:: Set problem ::
Rewrite the rows below, switching each "box coordinates" to "bounding box" and leaving everything else unchanged.

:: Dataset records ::
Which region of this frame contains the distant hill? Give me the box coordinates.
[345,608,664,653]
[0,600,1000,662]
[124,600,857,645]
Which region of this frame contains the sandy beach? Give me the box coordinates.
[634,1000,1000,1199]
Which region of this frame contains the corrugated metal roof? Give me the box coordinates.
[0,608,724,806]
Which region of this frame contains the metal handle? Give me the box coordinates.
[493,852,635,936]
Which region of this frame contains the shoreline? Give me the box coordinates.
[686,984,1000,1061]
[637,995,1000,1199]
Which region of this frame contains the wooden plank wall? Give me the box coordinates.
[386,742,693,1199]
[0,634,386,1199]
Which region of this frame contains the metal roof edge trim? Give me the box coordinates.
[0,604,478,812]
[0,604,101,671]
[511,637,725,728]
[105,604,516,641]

:: The reply ::
Which region of this frame contains the distant hill? Give me the bounding box.
[345,608,664,653]
[0,600,1000,662]
[124,600,857,645]
Which region of this frame contains the sandy beach? Give me the bounding box.
[634,1000,1000,1199]
Which region of this frame contains the corrugated metal roof? Give me the bounding box.
[0,608,724,806]
Which region of this frame contains the metal handle? Give me the bounding box.
[493,852,635,936]
Which region of this frame contains the shoreline? Give me the bounding box.
[686,984,1000,1061]
[637,995,1000,1199]
Which region of this frame contains the wooden plank wall? Give me the bounding box.
[386,742,693,1199]
[0,634,386,1199]
Which region of this frame contains the metal roof edge trim? Give me the bounding box.
[0,604,478,812]
[0,604,101,671]
[511,637,725,728]
[105,604,516,641]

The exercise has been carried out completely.